Shed roof
Standard construction in industry
Shed roof
Standard construction in industry
Shed roof
Standard construction in industry

Shed glazing

Weight and energy savings for shed roofs

Whether in the form of double flap systems, skylight domes, continuous rooflights or shed roofs: Skylights provide sufficient a daylight factor up to the centre of the room, even in deep rooms. Which arrangement or form is chosen usually depends on the use of the building and its respective daylight requirements or is specified in the existing building. The amount of incident daylight is, in turn, determined by the size of the opening and the number of skylight elements arranged, as well as the light transmittance of the material used. 
Shed roofs in particular enable the roofing of large areas, for example the roof of a production hall. To provide plenty of daylight in the hall, the surfaces of shed roofs are glazed. This is where our roda shed glazing comes into play.

# [Tasks to perform]
- a) According to the shed roof text, what determines the amount of incident daylight?
- b) Rewrite the shed roof text starting at "Weight and energy" and ending at "comes into play.", swapping "production hall" for "warehouse".

# [Data]
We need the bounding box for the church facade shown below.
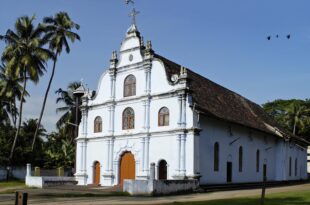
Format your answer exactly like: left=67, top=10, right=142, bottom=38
left=75, top=24, right=308, bottom=186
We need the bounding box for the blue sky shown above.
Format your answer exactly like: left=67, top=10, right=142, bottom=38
left=0, top=0, right=310, bottom=131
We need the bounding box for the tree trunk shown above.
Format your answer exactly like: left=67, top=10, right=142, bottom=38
left=293, top=119, right=297, bottom=135
left=7, top=71, right=27, bottom=177
left=31, top=52, right=58, bottom=151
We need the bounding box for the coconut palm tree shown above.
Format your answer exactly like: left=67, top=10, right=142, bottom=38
left=0, top=16, right=54, bottom=167
left=56, top=82, right=81, bottom=140
left=0, top=64, right=29, bottom=128
left=32, top=12, right=80, bottom=149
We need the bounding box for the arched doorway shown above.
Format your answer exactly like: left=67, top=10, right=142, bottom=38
left=119, top=152, right=136, bottom=185
left=158, top=160, right=167, bottom=179
left=94, top=161, right=100, bottom=185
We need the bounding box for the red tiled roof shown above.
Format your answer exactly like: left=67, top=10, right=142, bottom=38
left=154, top=54, right=291, bottom=137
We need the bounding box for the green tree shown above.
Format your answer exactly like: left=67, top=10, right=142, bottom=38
left=285, top=102, right=310, bottom=135
left=56, top=82, right=81, bottom=140
left=0, top=16, right=53, bottom=167
left=263, top=99, right=310, bottom=139
left=0, top=62, right=29, bottom=128
left=32, top=12, right=80, bottom=149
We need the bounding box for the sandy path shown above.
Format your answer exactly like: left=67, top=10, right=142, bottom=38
left=0, top=184, right=310, bottom=205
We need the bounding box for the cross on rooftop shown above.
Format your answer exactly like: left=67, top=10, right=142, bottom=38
left=129, top=8, right=140, bottom=25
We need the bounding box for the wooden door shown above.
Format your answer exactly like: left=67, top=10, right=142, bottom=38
left=94, top=162, right=100, bottom=185
left=227, top=162, right=232, bottom=183
left=158, top=160, right=167, bottom=179
left=119, top=152, right=136, bottom=185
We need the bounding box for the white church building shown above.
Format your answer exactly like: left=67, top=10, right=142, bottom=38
left=75, top=24, right=308, bottom=186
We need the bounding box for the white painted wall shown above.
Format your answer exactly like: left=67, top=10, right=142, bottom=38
left=75, top=24, right=306, bottom=186
left=307, top=146, right=310, bottom=174
left=200, top=117, right=306, bottom=184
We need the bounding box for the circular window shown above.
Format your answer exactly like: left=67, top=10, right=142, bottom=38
left=129, top=54, right=133, bottom=61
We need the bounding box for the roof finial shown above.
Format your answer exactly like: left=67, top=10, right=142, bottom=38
left=129, top=8, right=140, bottom=25
left=125, top=0, right=140, bottom=25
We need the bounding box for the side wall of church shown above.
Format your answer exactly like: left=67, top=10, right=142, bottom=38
left=199, top=117, right=306, bottom=184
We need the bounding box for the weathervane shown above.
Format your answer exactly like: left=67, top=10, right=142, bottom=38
left=125, top=0, right=140, bottom=25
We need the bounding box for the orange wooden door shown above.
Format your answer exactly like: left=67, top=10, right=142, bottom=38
left=119, top=152, right=136, bottom=185
left=158, top=160, right=167, bottom=179
left=94, top=162, right=100, bottom=185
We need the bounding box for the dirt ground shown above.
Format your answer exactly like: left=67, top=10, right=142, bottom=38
left=0, top=183, right=310, bottom=205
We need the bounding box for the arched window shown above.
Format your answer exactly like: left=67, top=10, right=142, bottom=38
left=124, top=75, right=136, bottom=97
left=123, top=107, right=135, bottom=130
left=256, top=149, right=259, bottom=172
left=158, top=160, right=167, bottom=179
left=214, top=142, right=220, bottom=172
left=94, top=116, right=102, bottom=132
left=239, top=146, right=243, bottom=172
left=158, top=107, right=169, bottom=126
left=295, top=158, right=297, bottom=177
left=288, top=157, right=292, bottom=176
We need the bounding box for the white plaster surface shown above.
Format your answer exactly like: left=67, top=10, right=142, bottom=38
left=75, top=24, right=307, bottom=186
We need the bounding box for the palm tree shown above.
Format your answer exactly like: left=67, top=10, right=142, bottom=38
left=0, top=64, right=29, bottom=128
left=56, top=82, right=81, bottom=140
left=286, top=102, right=310, bottom=135
left=0, top=16, right=53, bottom=167
left=32, top=12, right=80, bottom=149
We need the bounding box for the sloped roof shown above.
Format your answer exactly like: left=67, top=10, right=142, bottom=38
left=154, top=54, right=298, bottom=137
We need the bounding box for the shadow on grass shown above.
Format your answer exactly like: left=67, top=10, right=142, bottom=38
left=173, top=197, right=310, bottom=205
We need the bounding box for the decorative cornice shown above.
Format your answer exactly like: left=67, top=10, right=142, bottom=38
left=88, top=88, right=187, bottom=108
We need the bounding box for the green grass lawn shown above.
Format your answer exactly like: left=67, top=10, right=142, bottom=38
left=175, top=190, right=310, bottom=205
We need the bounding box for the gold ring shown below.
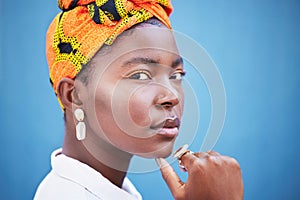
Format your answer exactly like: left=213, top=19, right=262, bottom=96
left=173, top=144, right=193, bottom=172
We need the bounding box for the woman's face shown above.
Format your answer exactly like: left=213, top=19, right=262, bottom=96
left=81, top=25, right=184, bottom=158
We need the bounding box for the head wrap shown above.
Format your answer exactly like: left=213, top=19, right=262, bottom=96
left=46, top=0, right=172, bottom=108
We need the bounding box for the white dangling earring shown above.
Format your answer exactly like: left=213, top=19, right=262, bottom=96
left=74, top=108, right=86, bottom=140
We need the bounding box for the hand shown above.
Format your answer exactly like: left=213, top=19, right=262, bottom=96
left=157, top=151, right=244, bottom=200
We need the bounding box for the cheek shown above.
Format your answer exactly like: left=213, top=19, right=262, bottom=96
left=128, top=88, right=154, bottom=127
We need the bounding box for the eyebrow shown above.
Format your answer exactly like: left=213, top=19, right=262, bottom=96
left=122, top=56, right=183, bottom=68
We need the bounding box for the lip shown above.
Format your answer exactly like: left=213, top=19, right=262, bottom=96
left=150, top=116, right=180, bottom=137
left=157, top=127, right=178, bottom=138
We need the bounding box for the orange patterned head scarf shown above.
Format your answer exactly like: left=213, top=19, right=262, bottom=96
left=46, top=0, right=172, bottom=108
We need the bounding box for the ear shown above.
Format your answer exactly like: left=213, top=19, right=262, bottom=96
left=57, top=78, right=82, bottom=111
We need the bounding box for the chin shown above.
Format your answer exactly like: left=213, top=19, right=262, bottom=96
left=136, top=143, right=174, bottom=159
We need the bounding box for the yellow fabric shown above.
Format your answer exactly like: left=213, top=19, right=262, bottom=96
left=46, top=0, right=172, bottom=108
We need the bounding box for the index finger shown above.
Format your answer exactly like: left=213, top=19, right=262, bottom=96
left=180, top=152, right=207, bottom=171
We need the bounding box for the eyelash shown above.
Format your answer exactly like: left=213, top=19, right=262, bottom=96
left=127, top=70, right=186, bottom=80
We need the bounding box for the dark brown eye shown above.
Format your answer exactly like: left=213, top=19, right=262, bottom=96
left=170, top=71, right=185, bottom=80
left=128, top=71, right=151, bottom=80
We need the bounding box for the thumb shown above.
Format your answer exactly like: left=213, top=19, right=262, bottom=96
left=155, top=158, right=184, bottom=197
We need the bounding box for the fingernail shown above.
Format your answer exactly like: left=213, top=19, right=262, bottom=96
left=155, top=158, right=168, bottom=168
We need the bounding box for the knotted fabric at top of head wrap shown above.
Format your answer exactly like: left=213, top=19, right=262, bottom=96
left=46, top=0, right=172, bottom=109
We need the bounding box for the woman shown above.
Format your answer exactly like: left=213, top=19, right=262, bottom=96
left=35, top=0, right=243, bottom=200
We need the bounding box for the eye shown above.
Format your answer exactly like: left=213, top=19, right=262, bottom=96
left=128, top=71, right=151, bottom=80
left=170, top=71, right=185, bottom=80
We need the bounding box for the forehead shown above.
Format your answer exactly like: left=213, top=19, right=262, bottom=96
left=93, top=26, right=179, bottom=65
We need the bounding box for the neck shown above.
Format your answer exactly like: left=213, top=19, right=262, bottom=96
left=62, top=120, right=132, bottom=188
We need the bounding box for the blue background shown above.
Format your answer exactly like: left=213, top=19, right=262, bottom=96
left=0, top=0, right=300, bottom=200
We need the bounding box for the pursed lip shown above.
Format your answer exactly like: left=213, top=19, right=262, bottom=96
left=150, top=117, right=180, bottom=138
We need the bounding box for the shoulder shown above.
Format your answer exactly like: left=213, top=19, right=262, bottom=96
left=34, top=170, right=97, bottom=200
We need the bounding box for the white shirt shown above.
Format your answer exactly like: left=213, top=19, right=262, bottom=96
left=34, top=149, right=142, bottom=200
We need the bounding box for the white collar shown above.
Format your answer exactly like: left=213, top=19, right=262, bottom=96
left=51, top=149, right=142, bottom=200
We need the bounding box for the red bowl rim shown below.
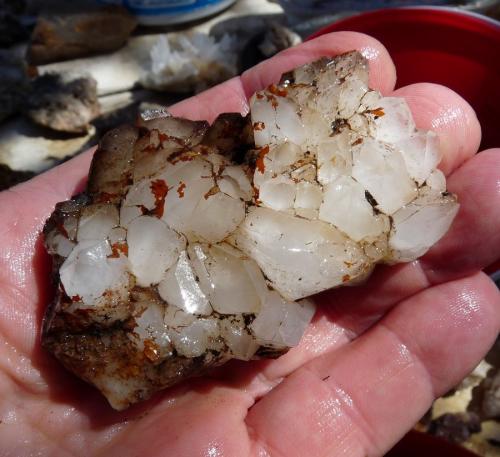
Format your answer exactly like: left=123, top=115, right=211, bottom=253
left=307, top=6, right=500, bottom=42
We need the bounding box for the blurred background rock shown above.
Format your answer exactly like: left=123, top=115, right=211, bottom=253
left=0, top=0, right=500, bottom=456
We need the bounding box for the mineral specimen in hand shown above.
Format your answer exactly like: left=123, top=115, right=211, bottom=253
left=43, top=52, right=458, bottom=409
left=25, top=73, right=100, bottom=133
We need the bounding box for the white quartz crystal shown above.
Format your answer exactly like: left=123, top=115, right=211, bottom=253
left=53, top=50, right=458, bottom=382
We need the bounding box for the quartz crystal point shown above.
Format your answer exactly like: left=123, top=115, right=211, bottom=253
left=43, top=52, right=458, bottom=409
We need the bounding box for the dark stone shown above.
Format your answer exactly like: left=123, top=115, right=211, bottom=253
left=27, top=7, right=136, bottom=65
left=468, top=368, right=500, bottom=420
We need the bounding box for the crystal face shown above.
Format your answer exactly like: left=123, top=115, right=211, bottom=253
left=43, top=52, right=458, bottom=409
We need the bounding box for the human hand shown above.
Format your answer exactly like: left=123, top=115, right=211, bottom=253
left=0, top=32, right=500, bottom=457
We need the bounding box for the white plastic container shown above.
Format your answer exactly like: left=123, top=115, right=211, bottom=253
left=101, top=0, right=236, bottom=25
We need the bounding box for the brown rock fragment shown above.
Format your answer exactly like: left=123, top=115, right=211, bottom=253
left=27, top=7, right=136, bottom=65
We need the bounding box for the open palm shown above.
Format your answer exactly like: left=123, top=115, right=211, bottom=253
left=0, top=32, right=500, bottom=457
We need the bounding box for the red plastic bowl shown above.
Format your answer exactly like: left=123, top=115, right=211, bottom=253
left=311, top=7, right=500, bottom=149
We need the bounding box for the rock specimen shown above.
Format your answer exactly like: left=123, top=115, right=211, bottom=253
left=43, top=52, right=458, bottom=409
left=27, top=6, right=136, bottom=65
left=26, top=73, right=100, bottom=133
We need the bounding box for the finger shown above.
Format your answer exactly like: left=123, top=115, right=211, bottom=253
left=422, top=149, right=500, bottom=283
left=241, top=32, right=396, bottom=97
left=393, top=83, right=481, bottom=175
left=247, top=274, right=500, bottom=457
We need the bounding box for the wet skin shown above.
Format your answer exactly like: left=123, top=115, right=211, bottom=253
left=0, top=32, right=500, bottom=457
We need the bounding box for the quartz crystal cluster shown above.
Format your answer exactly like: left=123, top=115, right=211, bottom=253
left=43, top=52, right=458, bottom=409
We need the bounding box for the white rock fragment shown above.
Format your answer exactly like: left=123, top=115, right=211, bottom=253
left=127, top=216, right=186, bottom=287
left=44, top=50, right=458, bottom=408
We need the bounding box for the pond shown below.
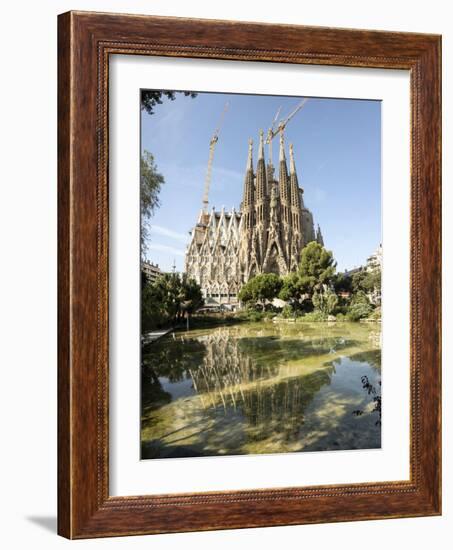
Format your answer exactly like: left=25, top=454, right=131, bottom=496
left=141, top=322, right=381, bottom=459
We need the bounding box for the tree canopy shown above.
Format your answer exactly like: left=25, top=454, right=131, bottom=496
left=141, top=90, right=197, bottom=115
left=142, top=272, right=203, bottom=331
left=140, top=150, right=165, bottom=257
left=238, top=273, right=282, bottom=311
left=299, top=241, right=337, bottom=295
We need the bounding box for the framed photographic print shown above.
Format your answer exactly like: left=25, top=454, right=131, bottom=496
left=58, top=12, right=441, bottom=538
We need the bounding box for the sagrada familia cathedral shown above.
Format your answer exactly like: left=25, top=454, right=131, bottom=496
left=186, top=131, right=324, bottom=305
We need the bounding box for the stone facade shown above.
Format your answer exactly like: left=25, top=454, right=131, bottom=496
left=186, top=132, right=324, bottom=305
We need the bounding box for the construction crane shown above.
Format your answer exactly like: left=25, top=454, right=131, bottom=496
left=266, top=98, right=308, bottom=164
left=203, top=101, right=229, bottom=214
left=266, top=105, right=282, bottom=168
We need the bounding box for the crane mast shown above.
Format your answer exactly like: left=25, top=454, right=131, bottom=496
left=203, top=102, right=229, bottom=214
left=266, top=98, right=308, bottom=164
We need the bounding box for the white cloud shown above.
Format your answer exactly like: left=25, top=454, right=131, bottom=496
left=150, top=225, right=188, bottom=244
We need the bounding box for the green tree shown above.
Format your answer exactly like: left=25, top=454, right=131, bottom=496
left=181, top=274, right=203, bottom=328
left=140, top=151, right=164, bottom=257
left=332, top=273, right=353, bottom=294
left=299, top=241, right=337, bottom=296
left=347, top=290, right=373, bottom=321
left=238, top=273, right=282, bottom=311
left=278, top=272, right=308, bottom=303
left=141, top=90, right=197, bottom=115
left=312, top=288, right=338, bottom=316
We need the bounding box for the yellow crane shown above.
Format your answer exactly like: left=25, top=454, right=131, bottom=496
left=266, top=98, right=308, bottom=164
left=203, top=101, right=229, bottom=214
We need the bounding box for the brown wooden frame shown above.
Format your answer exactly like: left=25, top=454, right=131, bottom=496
left=58, top=12, right=441, bottom=538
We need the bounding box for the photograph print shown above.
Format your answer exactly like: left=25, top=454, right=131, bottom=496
left=140, top=89, right=382, bottom=460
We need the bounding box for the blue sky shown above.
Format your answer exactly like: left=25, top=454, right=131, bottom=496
left=142, top=93, right=381, bottom=271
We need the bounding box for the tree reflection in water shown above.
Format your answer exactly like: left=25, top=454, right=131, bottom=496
left=142, top=324, right=380, bottom=458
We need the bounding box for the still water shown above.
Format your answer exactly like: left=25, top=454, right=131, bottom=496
left=141, top=322, right=381, bottom=458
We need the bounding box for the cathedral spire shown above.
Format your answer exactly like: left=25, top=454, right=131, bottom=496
left=242, top=139, right=255, bottom=231
left=289, top=143, right=301, bottom=209
left=316, top=223, right=324, bottom=246
left=289, top=143, right=296, bottom=174
left=280, top=130, right=286, bottom=162
left=258, top=130, right=264, bottom=160
left=246, top=138, right=253, bottom=172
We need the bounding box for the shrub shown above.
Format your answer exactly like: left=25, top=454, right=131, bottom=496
left=347, top=290, right=373, bottom=321
left=300, top=311, right=327, bottom=323
left=281, top=304, right=295, bottom=319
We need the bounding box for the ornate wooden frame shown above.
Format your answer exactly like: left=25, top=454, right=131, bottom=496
left=58, top=12, right=441, bottom=538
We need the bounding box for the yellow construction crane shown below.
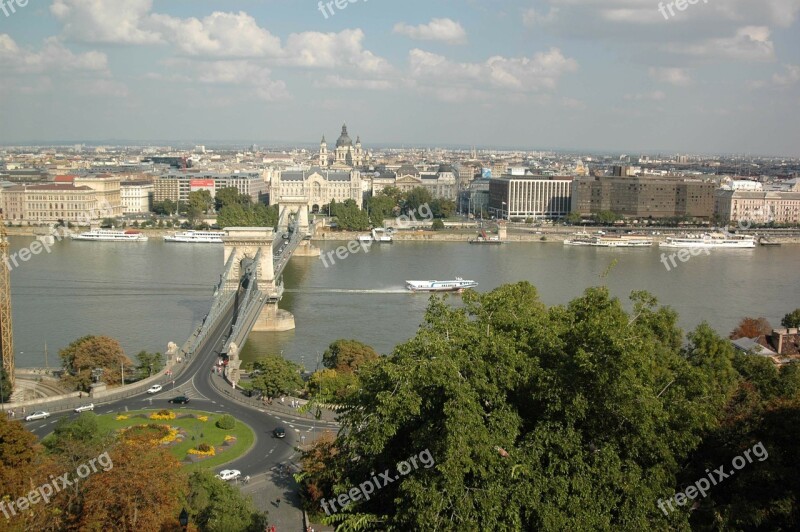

# [Written answers]
- a) The size of the opening, the number of skylight elements arranged, and the light transmittance of the material used.

- b)
Weight and energy savings for shed roofs

Whether in the form of double flap systems, skylight domes, continuous rooflights or shed roofs: Skylights provide sufficient a daylight factor up to the centre of the room, even in deep rooms. Which arrangement or form is chosen usually depends on the use of the building and its respective daylight requirements or is specified in the existing building. The amount of incident daylight is, in turn, determined by the size of the opening and the number of skylight elements arranged, as well as the light transmittance of the material used. 
Shed roofs in particular enable the roofing of large areas, for example the roof of a warehouse. To provide plenty of daylight in the hall, the surfaces of shed roofs are glazed. This is where our roda shed glazing comes into play.